### Materials provided ###
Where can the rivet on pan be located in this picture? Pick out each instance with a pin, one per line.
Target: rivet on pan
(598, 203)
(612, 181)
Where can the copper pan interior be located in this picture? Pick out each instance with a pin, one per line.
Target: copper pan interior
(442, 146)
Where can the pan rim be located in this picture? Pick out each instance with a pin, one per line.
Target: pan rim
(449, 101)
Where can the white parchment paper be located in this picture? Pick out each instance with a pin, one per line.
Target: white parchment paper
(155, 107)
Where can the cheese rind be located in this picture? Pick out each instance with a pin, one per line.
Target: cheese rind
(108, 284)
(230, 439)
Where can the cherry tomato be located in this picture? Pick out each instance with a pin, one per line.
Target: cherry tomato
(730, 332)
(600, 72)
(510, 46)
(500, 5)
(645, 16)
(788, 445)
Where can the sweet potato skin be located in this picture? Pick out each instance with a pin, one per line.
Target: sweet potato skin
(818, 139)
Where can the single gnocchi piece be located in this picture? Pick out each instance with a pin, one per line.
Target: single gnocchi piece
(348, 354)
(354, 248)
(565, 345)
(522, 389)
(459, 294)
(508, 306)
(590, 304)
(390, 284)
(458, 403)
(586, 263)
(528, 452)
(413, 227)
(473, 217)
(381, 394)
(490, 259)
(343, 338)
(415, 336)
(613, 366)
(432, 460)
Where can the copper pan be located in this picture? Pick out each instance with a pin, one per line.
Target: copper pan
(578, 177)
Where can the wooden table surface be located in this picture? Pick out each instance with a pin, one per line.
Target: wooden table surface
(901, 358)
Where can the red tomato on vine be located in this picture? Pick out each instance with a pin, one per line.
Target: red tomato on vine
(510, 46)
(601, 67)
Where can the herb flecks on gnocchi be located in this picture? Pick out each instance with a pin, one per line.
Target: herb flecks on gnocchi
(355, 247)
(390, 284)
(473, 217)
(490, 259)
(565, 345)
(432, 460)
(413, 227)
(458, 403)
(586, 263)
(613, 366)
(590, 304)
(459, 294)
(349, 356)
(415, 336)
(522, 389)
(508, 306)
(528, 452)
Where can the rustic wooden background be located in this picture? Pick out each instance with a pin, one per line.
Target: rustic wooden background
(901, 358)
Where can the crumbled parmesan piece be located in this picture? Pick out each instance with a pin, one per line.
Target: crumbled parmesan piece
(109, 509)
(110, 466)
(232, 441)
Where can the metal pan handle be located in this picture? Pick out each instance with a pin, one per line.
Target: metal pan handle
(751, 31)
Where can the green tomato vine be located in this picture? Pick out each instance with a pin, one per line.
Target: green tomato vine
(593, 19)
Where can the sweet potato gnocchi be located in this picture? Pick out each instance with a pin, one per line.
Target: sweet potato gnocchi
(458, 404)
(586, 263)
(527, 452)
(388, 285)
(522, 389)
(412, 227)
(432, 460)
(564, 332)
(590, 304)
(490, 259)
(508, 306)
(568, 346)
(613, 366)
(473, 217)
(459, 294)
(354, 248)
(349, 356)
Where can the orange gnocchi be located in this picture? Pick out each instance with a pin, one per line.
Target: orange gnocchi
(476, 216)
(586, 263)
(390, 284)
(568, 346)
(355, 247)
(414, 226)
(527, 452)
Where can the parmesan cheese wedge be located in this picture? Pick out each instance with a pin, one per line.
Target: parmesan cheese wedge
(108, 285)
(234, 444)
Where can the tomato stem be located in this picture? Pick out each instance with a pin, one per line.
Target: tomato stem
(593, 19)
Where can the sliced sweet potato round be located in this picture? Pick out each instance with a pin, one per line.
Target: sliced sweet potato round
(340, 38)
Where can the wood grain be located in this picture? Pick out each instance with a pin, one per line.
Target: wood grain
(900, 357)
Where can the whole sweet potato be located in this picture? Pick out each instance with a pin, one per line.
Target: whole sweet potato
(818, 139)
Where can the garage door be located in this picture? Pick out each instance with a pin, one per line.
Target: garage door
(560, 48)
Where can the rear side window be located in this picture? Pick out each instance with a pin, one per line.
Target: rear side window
###
Give back all of the entries exactly as written.

Where can the rivet on pan be located in this picture? Pick out each instance with a pin, one per line.
Target: rivet on pan
(598, 203)
(612, 181)
Where can the copper pan interior be located in this picture? Pick out each instance with a pin, one per line.
Target: copper pan interior
(442, 146)
Where can the pan rim be located in this picture? Pick out each instance with a pin, one per line.
Target: pan rim
(449, 101)
Where can the white parchment paper be located in this picture? Pick out each instance with a pin, one per line.
Target: white parchment paper
(155, 107)
Where can the cheese rind be located in this picture? Pick out each instance with a pin, one per line.
Target: cheese rind
(108, 284)
(230, 439)
Where can the cherry tomato be located in this picture? Pick out each instance with a pin, one per line.
Target: cherry tomato
(730, 332)
(600, 72)
(510, 46)
(500, 5)
(645, 16)
(788, 445)
Where can the sweet potato skin be located in this picture? Pick out each instance with a pin, one per line.
Target: sweet potato skin
(818, 139)
Where can the single gnocchi piece be located in this picture? Pick out each instance with a pin, one per line.
Target: single gnocchi piece
(348, 354)
(354, 248)
(565, 345)
(522, 389)
(459, 294)
(508, 306)
(590, 304)
(390, 284)
(458, 403)
(586, 263)
(528, 452)
(413, 227)
(473, 217)
(381, 394)
(490, 259)
(343, 338)
(415, 336)
(613, 366)
(432, 460)
Where can the copper pan be located in this picture? Pick out each instance with a pin, one per line.
Target: copper pan
(578, 177)
Where can the wooden table surface be located in this picture? Pick out each instance with a pin, one per line.
Target: wooden table surface
(901, 358)
Where can the red tomato on vine be located in this picture? Pick out each instance with a pin, one per line.
Target: red tomato on vine
(510, 46)
(601, 67)
Where can the herb flecks on gnocchi be located in this picture? Pick out each instance with a pin, one per line.
Target: herb flecks on gnocchi
(355, 247)
(390, 284)
(473, 217)
(490, 259)
(565, 345)
(432, 460)
(413, 227)
(458, 403)
(586, 263)
(613, 366)
(590, 304)
(459, 294)
(349, 356)
(415, 336)
(522, 389)
(508, 306)
(528, 452)
Where can the rustic wooden background be located in this picture? Pick out each instance with a pin, one per line.
Target: rustic wooden background
(901, 358)
Where can the crumbled parmesan piece be located in this picture? Pick out each instance with a pin, one per line.
Target: crumbled parmesan piece
(109, 509)
(110, 466)
(232, 441)
Where can the metal pan handle be located in this picture? Pick out each instance with a pin, one per line.
Target: metal pan handle
(751, 31)
Where can the green tomato vine be located in this picture? Pick out each instance with a pin, one per line.
Target: green tomato vine
(593, 19)
Where can the sweet potato gnocchi be located in this picture? Pick out each instance with a pin, one per line.
Target: sweet potato gnocchi
(458, 404)
(586, 263)
(527, 452)
(388, 285)
(522, 389)
(412, 227)
(432, 460)
(564, 332)
(590, 304)
(490, 259)
(508, 306)
(568, 346)
(613, 366)
(473, 217)
(459, 294)
(354, 248)
(349, 356)
Where can the orange gnocchi be located in this picture? Pick out each instance with a pin, one per line.
Target: orange gnocchi
(476, 216)
(586, 263)
(390, 284)
(568, 346)
(355, 247)
(414, 226)
(527, 452)
Where can the parmesan cheese wedge be located in this picture? Pick out each instance with a pin, one per line.
Target: parmesan cheese wedge
(108, 285)
(234, 444)
Where can the tomato stem be located in this picture? Pick out each instance with a pin, one per line.
Target: tomato stem
(593, 19)
Where can the sliced sweet potato round be located in this picture? Pick out each instance with a pin, one per line.
Target: sliced sweet potato round
(340, 38)
Where can the wood grain be located in this picture? Pick out each instance with a pin, one per line.
Target: wood grain
(900, 357)
Where can the whole sweet potato be located in this picture? Pick out each instance with a pin, one per line.
Target: whole sweet potato
(818, 139)
Where can the garage door be located in this picture? Pick out each instance with a pin, one per line.
Target: garage door
(560, 48)
Where can the rear side window be located in this picture? Pick out each instance with a pin, one per line.
Target: rear side window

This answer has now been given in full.